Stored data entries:
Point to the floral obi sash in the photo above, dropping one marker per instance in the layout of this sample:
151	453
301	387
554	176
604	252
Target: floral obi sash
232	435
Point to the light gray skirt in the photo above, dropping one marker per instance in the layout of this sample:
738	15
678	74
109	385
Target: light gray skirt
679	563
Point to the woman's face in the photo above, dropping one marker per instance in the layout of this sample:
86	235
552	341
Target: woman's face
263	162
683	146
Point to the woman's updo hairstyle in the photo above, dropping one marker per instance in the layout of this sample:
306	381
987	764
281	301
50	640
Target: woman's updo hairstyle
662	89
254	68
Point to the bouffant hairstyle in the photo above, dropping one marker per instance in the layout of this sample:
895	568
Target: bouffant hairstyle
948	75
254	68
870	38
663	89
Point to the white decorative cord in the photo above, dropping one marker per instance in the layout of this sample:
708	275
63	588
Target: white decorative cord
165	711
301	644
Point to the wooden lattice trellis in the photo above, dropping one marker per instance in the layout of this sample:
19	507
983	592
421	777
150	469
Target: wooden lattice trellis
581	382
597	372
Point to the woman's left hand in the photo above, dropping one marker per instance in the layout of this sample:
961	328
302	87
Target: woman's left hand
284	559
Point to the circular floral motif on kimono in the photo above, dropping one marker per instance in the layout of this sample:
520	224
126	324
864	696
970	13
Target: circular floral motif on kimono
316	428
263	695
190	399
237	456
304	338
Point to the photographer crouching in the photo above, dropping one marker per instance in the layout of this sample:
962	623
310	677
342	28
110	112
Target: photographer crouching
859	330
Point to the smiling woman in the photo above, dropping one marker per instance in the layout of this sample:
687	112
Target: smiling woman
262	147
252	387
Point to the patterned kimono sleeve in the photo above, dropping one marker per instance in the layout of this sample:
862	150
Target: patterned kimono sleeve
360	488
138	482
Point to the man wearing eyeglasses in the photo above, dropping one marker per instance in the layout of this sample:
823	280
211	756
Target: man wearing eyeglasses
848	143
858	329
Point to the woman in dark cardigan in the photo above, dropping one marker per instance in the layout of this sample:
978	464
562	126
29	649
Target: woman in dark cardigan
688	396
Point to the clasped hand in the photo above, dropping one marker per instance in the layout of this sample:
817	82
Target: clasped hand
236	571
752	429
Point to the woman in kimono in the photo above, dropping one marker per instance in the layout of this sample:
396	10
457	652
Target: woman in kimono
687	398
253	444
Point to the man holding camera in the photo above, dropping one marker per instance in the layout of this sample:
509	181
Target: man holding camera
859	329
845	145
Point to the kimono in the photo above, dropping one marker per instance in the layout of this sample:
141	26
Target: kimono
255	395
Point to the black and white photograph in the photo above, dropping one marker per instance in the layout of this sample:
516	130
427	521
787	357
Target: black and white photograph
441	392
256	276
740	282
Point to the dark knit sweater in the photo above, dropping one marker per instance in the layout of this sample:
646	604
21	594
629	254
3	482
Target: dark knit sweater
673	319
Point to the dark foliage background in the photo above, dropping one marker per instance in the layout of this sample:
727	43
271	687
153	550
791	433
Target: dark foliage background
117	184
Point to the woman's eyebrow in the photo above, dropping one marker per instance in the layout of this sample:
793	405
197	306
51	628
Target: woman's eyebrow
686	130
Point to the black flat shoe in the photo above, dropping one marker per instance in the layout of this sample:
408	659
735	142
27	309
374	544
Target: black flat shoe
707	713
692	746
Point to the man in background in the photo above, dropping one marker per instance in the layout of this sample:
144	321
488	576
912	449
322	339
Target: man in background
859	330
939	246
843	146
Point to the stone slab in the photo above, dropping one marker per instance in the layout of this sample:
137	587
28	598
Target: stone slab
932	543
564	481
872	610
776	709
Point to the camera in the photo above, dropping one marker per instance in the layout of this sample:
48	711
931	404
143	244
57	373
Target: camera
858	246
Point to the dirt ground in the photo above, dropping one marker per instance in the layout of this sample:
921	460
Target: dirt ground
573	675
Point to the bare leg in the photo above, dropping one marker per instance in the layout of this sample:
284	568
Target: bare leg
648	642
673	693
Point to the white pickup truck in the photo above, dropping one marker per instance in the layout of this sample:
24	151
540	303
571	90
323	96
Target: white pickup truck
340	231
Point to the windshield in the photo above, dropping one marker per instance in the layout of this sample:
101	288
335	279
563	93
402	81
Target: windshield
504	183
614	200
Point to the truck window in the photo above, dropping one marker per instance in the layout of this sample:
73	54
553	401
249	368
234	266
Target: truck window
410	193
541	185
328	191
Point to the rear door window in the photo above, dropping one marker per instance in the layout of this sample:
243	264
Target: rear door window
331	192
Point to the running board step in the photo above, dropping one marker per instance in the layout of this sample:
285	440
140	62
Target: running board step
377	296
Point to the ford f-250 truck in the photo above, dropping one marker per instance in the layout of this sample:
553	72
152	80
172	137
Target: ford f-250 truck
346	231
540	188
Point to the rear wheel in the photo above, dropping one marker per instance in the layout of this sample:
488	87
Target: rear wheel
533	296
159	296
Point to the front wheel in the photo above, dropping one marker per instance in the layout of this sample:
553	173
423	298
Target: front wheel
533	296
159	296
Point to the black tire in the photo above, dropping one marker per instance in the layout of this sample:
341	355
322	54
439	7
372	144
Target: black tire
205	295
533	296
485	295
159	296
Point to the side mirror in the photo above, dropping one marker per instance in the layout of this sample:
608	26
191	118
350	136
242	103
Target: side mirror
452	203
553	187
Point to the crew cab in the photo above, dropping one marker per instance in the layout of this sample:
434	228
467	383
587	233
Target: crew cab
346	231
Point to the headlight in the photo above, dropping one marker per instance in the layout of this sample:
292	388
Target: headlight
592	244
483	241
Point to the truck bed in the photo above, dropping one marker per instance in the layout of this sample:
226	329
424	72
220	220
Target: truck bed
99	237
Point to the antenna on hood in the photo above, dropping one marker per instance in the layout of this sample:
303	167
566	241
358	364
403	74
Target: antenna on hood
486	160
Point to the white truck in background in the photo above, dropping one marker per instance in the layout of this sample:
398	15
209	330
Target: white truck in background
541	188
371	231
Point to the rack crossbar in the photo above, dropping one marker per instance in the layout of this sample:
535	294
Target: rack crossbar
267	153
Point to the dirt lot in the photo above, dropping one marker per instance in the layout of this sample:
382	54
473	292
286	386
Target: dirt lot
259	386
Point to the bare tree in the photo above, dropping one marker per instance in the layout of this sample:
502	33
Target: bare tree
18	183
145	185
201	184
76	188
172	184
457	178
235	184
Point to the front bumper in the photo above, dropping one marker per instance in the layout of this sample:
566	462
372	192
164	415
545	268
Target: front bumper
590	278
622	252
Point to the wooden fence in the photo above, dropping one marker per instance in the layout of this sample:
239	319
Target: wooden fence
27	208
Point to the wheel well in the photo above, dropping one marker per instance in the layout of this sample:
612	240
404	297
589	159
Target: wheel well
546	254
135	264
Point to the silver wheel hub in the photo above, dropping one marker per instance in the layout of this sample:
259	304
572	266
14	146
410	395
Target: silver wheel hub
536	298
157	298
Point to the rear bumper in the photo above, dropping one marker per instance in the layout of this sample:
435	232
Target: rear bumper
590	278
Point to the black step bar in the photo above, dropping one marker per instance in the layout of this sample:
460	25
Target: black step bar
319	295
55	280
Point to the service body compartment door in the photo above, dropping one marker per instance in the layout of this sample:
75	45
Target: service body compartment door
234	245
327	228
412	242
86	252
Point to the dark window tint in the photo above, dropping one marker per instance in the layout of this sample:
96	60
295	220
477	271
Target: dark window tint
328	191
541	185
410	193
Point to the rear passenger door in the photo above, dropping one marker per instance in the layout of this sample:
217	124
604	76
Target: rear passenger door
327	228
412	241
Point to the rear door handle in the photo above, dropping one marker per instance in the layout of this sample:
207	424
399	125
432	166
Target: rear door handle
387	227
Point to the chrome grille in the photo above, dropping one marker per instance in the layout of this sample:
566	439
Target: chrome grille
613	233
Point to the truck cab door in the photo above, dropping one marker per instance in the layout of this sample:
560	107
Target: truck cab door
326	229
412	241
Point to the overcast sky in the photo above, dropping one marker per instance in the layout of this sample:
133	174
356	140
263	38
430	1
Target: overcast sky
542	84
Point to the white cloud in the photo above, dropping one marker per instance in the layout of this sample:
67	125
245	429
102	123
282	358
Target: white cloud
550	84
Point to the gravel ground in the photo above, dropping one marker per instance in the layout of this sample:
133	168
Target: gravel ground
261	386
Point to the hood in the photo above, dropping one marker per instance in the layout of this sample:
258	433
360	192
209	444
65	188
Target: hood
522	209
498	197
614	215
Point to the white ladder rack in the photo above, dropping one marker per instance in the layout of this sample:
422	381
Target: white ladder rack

Task ->
Copy exactly the line containing "Target: gravel ground" and every line after it, ending with the last line of the records above.

Completed exercise ->
Target: gravel ground
261	386
Point to the hood in the photo above, dropping one marker per instance in the layout of this sample:
258	433
360	192
209	444
65	188
Target: hood
522	209
498	197
614	215
Point to the white ladder rack in the photo above, dropping one marker per instance in the layout of this sample:
422	381
Target: white ladder rack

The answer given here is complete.